╭─ Texto de leitura

40 anos depois, a morte do primeiro-ministro Francisco Sá Carneiro e do ministro da Defesa Adelino Amaro da Costa continuam envoltas em mistério. Durante alguns anos, fiz parte da equipa liderada por Augusto Cid que investigou Camarate no jornal "O Diabo". Quatro décadas passaram e, por mais incrível que pareça, por mais suspeitas e por mais indícios recolhidos, nunca se chegou a conclusão nenhuma... Ou melhor: nunca quiseram chegar a conclusão nenhuma
Miguel Alvarenga - 4 de Dezembro de 1980. Passam hoje 40 anos. Era há três anos chefe de Redacção do semanário "A Rua", dirigido por Manuel Maria Múrias, mas tinha já negociado e acertado com Vera Lagoa o meu regresso a "O Diabo" (onde me iniciara em 1976, na sua fundação) a partir de 1 de Janeiro do ano seguinte, um mês depois. Tinha combinado nessa noite jantar com o meu amigo Vitor Escudero.
Acabava de chegar a casa, vindo do Hotel Altis, da conferência de imprensa da Aliança Democrática, onde tinham estado Francisco Sá Carneiro, Diogo Freitas do Amaral e o General Soares Carneiro, o candidato da AD às eleições presidenciais. O ambiente era tenso, adivinhava-se já, a poucos dias do acto eleitoral, a vitória do General Ramalho Eanes e Sá Carneiro - que, sem saber, acabara de participar no seu último acto político - ameaçara demitir-se do cargo de primeiro-ministro se o seu candidato fosse derrotado. Do Altis seguiria com Snu Abecassis para o Aeroporto de Lisboa, onde voaria para o Porto com Amaro da Costa, ministro da Defesa, para participarem no comício de encerramento da campanha.
"Morreu o Sá Carneiro!", disse-me o meu avô mal entrei em casa. Fiquei estupefacto. "Morreu como? Ainda agora vim da sua conferência de imprensa...". "Caíu o avião em que ia para oi Porto", respondeu-me o meu avô. Corri para a sala e fiquei colado à televisão.

╰─

- [Instruções de trabalho]
1. Copie do texto sobre a morte de Sá Carneiro o trecho que começa em "40 anos depois, a" e segue até "amigo Vitor Escudero.".
2. Dê continuidade ao texto sobre a morte de Sá Carneiro a partir do ponto em que termina.
O material que vem depois nada tem a ver com o texto sobre a morte de Sá Carneiro.

╭─ Material fornecido

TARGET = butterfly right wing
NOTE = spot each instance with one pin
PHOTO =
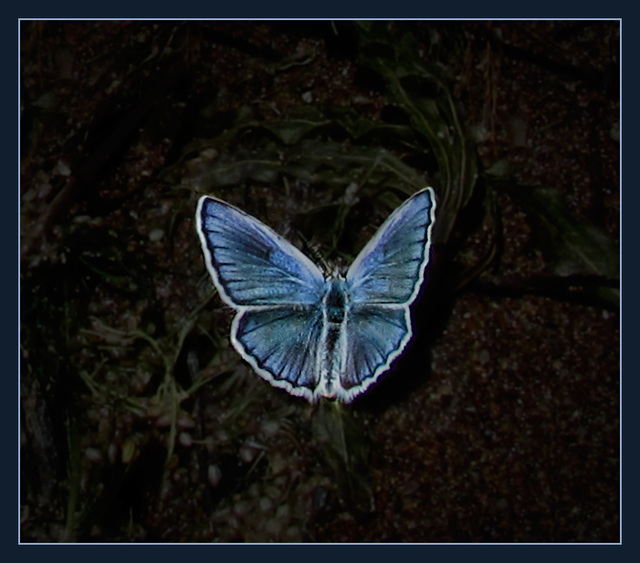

╰─

- [Respostas ao exercício]
1.
40 anos depois, a morte do primeiro-ministro Francisco Sá Carneiro e do ministro da Defesa Adelino Amaro da Costa continuam envoltas em mistério. Durante alguns anos, fiz parte da equipa liderada por Augusto Cid que investigou Camarate no jornal "O Diabo". Quatro décadas passaram e, por mais incrível que pareça, por mais suspeitas e por mais indícios recolhidos, nunca se chegou a conclusão nenhuma... Ou melhor: nunca quiseram chegar a conclusão nenhuma
Miguel Alvarenga - 4 de Dezembro de 1980. Passam hoje 40 anos. Era há três anos chefe de Redacção do semanário "A Rua", dirigido por Manuel Maria Múrias, mas tinha já negociado e acertado com Vera Lagoa o meu regresso a "O Diabo" (onde me iniciara em 1976, na sua fundação) a partir de 1 de Janeiro do ano seguinte, um mês depois. Tinha combinado nessa noite jantar com o meu amigo Vitor Escudero.

2.
Não tinha uma enorme simpatia política por Sá Carneiro. Nesse mesmo ano, em que a sua AD ganhara as legislativas com maioria absoluta, eu tinha sido candidato (nº 2 por Santarém) pela Frente Nacional na coligação integrada ainda pelo MIRN e pelo PDC.
Falara uma única vez com ele numa daquelas maratonas que eram, ao tempo, as noites eleitorais passadas na Gulbenkian. Fumava um cigarro e bebia um café ao balcão quando o cumprimentei, me identifiquei como jornalista de "A Rua" e lhe fiz algumas perguntas. Tinha um olhar penetrante, era um político astuto, cativava.
Entretanto tocou o telefone. Era o meu director Manuel Múrias. "Onde estás, puto?", tratava-me sempre assim. "Vai já para Camarate!". Liguei ao Vitor Escudero. "Apanha-me em casa e vamos a Camarate!". O Vitor tinha um Honda 600. Fomos.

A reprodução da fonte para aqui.